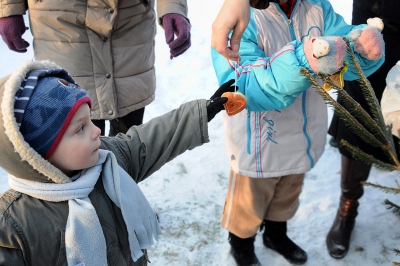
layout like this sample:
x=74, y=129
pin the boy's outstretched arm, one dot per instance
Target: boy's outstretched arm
x=146, y=148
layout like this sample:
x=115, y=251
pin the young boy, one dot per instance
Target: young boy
x=283, y=133
x=74, y=198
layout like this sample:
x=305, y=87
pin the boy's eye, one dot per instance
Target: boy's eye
x=80, y=129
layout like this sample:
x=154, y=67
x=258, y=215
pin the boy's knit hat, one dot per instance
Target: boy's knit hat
x=44, y=106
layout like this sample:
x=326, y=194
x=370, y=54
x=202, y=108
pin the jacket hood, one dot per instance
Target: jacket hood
x=17, y=157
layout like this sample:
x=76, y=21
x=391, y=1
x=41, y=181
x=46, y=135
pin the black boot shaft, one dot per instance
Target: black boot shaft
x=352, y=174
x=242, y=250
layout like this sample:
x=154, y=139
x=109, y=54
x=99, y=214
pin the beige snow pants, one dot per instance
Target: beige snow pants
x=250, y=200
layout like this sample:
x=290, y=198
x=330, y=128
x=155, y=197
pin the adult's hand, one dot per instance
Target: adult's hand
x=233, y=15
x=11, y=30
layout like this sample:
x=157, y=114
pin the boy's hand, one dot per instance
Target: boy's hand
x=216, y=102
x=325, y=54
x=368, y=42
x=11, y=29
x=176, y=24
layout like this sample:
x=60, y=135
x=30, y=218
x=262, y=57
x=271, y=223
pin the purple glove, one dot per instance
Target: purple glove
x=178, y=24
x=11, y=29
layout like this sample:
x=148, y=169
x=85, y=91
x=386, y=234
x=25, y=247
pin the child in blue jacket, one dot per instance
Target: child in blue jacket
x=282, y=134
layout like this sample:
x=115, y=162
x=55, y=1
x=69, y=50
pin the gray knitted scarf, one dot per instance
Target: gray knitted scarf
x=84, y=239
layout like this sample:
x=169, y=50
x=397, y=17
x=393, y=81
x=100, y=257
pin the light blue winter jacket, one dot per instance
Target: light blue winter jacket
x=284, y=128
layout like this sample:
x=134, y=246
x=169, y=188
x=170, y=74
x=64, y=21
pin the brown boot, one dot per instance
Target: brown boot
x=338, y=239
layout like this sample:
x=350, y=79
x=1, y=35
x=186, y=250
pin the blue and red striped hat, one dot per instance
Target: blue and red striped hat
x=44, y=107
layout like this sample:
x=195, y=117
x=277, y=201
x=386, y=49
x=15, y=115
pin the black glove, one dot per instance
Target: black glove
x=216, y=102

## SHORT TASK
Omit the pictures, then output the rest of the listing exactly.

## ANSWER BELOW
layout like this sample:
x=74, y=129
pin the boy's outstretched arm, one dot per instance
Target: boy's outstretched arm
x=146, y=148
layout like this sample:
x=115, y=251
pin the young boy, one dot per instance
Target: young boy
x=283, y=133
x=74, y=198
layout like this sample:
x=305, y=87
pin the boy's eye, one dot per instance
Target: boy's eye
x=80, y=129
layout like this sample:
x=154, y=67
x=258, y=215
pin the boy's knit hat, one dot per instance
Target: boy's knit hat
x=44, y=106
layout like this sample:
x=326, y=194
x=370, y=54
x=202, y=108
pin the jacket hood, one dot per instance
Target: jacket hood
x=17, y=157
layout like this sample:
x=76, y=21
x=391, y=1
x=41, y=181
x=46, y=135
pin the black boot shaft, one dot per instance
Target: black boot shaft
x=352, y=174
x=242, y=250
layout like this sample:
x=154, y=139
x=109, y=54
x=99, y=214
pin the beige snow pants, one dot per instance
Target: beige snow pants
x=250, y=200
layout like this sample:
x=290, y=198
x=330, y=128
x=155, y=197
pin the adult's hand, one dot per instance
Target: adult's hand
x=233, y=15
x=11, y=30
layout like this sample:
x=157, y=114
pin the boy's hand, one dot per instance
Target: boy's hand
x=216, y=102
x=325, y=54
x=368, y=42
x=11, y=29
x=176, y=24
layout like this sample:
x=60, y=135
x=30, y=218
x=262, y=57
x=271, y=223
pin the purple glove, one dot per instance
Target: purple glove
x=178, y=24
x=11, y=29
layout like this sample:
x=148, y=169
x=85, y=91
x=386, y=234
x=25, y=247
pin the child in blue jacket, one dot per instance
Target: child in blue jacket
x=282, y=134
layout like this sample:
x=115, y=162
x=55, y=1
x=69, y=50
pin the gray knitted scarf, one dot per instance
Target: gray knitted scarf
x=84, y=239
layout like this sample:
x=169, y=50
x=397, y=17
x=393, y=81
x=100, y=257
pin the light blue winter jacket, one dot per instance
Target: light blue winter jacket
x=284, y=128
layout like this sample:
x=134, y=246
x=169, y=188
x=170, y=74
x=64, y=21
pin the brown boot, one dot per instance
Target: brown boot
x=338, y=239
layout like this sample:
x=350, y=79
x=1, y=35
x=186, y=250
pin the blue and red striped hat, one dot per instance
Target: blue and red striped hat
x=44, y=107
layout like this sample:
x=195, y=117
x=277, y=201
x=386, y=49
x=15, y=115
pin the black glove, one dot per instance
Target: black glove
x=216, y=102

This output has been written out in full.